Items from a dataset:

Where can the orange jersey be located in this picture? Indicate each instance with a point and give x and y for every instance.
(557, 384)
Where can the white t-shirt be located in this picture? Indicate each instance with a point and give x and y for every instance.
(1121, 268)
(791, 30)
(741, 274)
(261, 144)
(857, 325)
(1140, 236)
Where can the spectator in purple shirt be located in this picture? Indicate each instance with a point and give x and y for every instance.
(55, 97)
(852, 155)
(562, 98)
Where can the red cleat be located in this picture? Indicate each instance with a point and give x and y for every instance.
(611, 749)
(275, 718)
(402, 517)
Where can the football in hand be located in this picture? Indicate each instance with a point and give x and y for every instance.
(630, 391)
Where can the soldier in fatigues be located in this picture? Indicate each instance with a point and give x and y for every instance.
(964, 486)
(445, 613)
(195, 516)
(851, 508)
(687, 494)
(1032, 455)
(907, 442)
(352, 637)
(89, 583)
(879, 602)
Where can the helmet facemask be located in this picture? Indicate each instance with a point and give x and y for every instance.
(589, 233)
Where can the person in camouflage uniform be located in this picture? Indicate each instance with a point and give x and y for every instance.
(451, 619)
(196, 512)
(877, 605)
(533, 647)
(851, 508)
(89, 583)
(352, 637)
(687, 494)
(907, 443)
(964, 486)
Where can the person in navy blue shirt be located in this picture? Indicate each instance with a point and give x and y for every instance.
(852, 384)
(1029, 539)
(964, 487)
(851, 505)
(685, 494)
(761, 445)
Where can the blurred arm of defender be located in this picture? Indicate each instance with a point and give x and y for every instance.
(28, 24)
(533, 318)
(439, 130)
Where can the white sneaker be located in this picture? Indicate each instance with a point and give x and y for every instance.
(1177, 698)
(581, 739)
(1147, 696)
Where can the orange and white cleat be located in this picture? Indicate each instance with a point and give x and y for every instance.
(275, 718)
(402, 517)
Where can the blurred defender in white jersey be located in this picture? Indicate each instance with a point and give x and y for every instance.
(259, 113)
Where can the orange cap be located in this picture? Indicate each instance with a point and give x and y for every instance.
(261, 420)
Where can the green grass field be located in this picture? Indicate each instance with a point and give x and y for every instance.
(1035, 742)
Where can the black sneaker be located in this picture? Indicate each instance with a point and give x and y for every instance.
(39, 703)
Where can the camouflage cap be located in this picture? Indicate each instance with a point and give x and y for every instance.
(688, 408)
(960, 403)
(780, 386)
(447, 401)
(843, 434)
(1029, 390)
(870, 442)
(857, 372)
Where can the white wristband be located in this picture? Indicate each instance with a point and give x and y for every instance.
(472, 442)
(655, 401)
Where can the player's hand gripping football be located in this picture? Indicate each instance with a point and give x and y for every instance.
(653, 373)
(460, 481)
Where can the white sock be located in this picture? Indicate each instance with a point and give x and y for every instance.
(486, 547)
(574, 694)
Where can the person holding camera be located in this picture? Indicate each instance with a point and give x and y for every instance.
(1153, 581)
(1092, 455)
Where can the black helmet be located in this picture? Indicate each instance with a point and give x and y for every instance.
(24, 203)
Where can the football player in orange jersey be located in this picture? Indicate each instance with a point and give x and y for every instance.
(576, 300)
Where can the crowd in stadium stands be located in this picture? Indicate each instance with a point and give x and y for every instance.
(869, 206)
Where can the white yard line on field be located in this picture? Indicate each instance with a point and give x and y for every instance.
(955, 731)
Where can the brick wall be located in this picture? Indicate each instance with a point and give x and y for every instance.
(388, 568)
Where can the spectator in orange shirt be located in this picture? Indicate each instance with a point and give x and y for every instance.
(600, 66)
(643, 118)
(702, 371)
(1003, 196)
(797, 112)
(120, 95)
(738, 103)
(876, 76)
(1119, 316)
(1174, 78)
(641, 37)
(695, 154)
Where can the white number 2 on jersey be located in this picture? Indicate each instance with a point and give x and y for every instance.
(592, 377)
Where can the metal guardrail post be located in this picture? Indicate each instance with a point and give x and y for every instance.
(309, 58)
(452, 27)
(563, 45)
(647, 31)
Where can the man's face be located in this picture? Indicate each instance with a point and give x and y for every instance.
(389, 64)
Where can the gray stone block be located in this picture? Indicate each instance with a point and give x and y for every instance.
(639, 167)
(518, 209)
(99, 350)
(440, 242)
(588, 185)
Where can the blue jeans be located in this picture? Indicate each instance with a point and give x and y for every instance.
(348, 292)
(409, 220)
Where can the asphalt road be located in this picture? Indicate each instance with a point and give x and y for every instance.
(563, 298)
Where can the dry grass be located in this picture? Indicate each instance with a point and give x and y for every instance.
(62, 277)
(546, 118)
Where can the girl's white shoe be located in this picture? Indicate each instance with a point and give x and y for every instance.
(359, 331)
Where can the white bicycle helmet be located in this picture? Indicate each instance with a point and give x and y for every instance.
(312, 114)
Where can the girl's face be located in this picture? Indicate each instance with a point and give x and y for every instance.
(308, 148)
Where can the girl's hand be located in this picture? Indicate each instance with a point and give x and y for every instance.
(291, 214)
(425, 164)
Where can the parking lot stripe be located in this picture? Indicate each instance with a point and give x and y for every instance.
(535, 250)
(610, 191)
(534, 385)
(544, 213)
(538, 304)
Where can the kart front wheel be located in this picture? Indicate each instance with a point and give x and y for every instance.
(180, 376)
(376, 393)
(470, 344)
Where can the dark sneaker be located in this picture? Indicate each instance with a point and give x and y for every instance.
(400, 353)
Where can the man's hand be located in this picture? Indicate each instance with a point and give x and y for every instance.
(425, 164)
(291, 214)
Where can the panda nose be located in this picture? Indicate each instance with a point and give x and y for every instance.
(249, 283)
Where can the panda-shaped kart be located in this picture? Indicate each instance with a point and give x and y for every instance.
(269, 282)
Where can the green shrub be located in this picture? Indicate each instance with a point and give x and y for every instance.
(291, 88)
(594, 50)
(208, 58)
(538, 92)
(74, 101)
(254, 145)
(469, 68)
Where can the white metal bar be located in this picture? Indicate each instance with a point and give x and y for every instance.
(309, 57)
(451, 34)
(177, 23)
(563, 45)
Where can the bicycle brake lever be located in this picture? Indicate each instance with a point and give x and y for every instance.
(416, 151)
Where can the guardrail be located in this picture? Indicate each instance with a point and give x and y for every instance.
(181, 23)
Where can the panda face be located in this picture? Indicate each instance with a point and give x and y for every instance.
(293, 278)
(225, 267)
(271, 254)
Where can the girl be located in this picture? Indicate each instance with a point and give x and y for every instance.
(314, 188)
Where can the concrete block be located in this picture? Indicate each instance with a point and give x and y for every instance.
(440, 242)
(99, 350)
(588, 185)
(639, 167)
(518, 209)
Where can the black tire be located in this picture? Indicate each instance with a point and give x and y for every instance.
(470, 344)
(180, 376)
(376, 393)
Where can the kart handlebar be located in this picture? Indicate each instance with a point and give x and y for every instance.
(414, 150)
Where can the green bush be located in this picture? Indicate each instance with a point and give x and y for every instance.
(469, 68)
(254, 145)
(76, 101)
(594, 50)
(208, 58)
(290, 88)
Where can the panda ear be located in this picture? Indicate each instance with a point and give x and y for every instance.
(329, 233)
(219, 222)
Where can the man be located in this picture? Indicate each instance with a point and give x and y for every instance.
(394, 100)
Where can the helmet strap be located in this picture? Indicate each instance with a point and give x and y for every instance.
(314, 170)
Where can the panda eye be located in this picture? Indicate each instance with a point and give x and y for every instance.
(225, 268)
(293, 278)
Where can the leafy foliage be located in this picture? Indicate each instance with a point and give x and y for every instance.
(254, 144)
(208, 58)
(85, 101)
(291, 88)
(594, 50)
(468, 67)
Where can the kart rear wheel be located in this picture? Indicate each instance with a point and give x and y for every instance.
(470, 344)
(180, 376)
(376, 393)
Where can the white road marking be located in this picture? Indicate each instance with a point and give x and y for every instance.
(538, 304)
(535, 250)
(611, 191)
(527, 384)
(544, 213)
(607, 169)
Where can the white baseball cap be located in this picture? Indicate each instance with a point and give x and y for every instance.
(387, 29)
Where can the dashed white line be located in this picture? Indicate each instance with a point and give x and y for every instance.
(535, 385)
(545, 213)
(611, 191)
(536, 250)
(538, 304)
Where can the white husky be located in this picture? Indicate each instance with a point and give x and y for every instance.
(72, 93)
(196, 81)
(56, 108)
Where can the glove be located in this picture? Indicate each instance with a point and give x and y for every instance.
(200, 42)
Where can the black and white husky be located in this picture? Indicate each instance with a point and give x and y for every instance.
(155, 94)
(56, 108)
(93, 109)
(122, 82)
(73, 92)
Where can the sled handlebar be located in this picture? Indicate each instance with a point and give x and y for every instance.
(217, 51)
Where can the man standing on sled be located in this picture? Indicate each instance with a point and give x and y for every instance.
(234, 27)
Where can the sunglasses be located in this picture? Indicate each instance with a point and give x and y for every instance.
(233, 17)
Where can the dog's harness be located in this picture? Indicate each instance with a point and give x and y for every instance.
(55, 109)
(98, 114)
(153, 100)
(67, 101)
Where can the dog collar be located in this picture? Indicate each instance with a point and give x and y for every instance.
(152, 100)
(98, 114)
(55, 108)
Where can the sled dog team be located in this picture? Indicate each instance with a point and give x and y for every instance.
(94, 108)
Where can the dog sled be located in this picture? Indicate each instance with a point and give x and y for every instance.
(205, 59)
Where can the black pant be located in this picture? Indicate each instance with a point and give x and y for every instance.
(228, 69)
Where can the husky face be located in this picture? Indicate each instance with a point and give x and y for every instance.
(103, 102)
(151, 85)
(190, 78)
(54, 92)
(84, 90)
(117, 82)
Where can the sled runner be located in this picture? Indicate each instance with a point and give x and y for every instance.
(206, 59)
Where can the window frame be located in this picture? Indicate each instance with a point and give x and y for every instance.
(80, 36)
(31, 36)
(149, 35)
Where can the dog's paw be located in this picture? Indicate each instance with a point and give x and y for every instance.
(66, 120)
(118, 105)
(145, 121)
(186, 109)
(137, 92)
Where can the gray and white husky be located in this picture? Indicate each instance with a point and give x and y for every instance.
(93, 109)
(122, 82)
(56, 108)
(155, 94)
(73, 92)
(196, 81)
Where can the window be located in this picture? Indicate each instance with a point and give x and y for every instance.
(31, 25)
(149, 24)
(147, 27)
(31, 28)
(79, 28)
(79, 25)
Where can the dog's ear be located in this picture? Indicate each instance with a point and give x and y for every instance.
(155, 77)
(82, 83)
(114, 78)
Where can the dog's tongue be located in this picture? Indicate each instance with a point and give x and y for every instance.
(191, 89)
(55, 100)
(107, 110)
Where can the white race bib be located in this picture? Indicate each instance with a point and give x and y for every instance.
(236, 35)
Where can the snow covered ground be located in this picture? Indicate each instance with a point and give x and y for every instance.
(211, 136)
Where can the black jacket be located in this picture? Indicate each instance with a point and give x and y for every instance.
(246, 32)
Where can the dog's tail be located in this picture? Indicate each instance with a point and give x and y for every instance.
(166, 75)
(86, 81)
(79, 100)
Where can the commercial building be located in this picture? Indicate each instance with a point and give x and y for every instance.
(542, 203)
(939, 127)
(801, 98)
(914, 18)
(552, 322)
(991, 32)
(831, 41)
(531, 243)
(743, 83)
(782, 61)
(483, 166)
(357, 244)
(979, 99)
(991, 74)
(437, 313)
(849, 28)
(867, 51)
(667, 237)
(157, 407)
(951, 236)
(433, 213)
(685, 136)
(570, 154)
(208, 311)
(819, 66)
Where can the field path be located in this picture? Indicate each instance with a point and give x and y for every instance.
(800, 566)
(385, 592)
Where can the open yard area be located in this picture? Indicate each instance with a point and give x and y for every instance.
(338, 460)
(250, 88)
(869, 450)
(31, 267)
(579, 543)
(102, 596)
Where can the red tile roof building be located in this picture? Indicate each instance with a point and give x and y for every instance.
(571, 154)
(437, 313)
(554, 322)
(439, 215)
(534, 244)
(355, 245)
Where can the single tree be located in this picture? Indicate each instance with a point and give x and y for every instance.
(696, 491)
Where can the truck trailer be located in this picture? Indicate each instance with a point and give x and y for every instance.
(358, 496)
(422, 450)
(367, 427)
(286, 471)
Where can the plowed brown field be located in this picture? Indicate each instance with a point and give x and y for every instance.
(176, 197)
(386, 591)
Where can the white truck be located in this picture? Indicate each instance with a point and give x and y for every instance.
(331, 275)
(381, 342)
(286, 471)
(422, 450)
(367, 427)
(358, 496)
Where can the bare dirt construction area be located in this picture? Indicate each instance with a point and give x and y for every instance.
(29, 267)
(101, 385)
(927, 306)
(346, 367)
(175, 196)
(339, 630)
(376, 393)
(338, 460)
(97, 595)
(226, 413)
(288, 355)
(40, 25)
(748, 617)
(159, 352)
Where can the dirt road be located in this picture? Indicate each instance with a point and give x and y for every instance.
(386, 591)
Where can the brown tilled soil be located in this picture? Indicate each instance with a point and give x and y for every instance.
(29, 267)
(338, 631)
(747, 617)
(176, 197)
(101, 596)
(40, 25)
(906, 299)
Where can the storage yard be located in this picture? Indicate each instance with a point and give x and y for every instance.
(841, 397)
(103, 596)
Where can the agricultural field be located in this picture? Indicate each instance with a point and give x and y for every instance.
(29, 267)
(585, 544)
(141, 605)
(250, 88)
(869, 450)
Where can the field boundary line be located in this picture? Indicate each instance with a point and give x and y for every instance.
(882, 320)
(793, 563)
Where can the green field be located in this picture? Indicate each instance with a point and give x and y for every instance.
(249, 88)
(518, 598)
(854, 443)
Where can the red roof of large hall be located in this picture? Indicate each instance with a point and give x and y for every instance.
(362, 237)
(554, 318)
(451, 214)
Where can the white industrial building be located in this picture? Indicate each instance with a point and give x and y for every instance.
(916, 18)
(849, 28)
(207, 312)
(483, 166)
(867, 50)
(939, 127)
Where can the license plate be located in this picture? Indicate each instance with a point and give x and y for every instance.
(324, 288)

• **REQUIREMENT**
The lines to reproduce run from the one that contains "Where can the brown" through the last line above; copy them exactly.

• **EXPECTED OUTPUT**
Where can the brown tilled soil be located in this picture? Indicate each instance with a point and give x and y for every instance.
(29, 267)
(338, 631)
(747, 617)
(176, 197)
(101, 596)
(40, 25)
(906, 299)
Where can the storage yard be located in this picture? Indicate each instance with a point and give x and y for every instance.
(841, 397)
(103, 596)
Where can the agricultural field be located in this picture? Indicate each instance with a point and give x and y for every instance.
(29, 267)
(585, 544)
(141, 605)
(250, 88)
(869, 450)
Where can the field boundary line be located in this picture? Indicate each instance with a point and give x and y for every instance.
(882, 320)
(793, 563)
Where can the green field be located in this picture? Indicate each instance with a point and give x and y for every instance.
(249, 88)
(518, 598)
(854, 443)
Where can the red roof of large hall be located in this picture? Indicate each instance with a point and give x and y for every instance.
(362, 237)
(554, 318)
(451, 214)
Where can the white industrial building be located in this picture? Indicate each instance with a point and give x and y for every instance.
(916, 18)
(849, 28)
(207, 312)
(483, 166)
(867, 50)
(939, 127)
Where can the license plate be located in this picture? Indicate each instance with a point and give x and y for every instance.
(324, 288)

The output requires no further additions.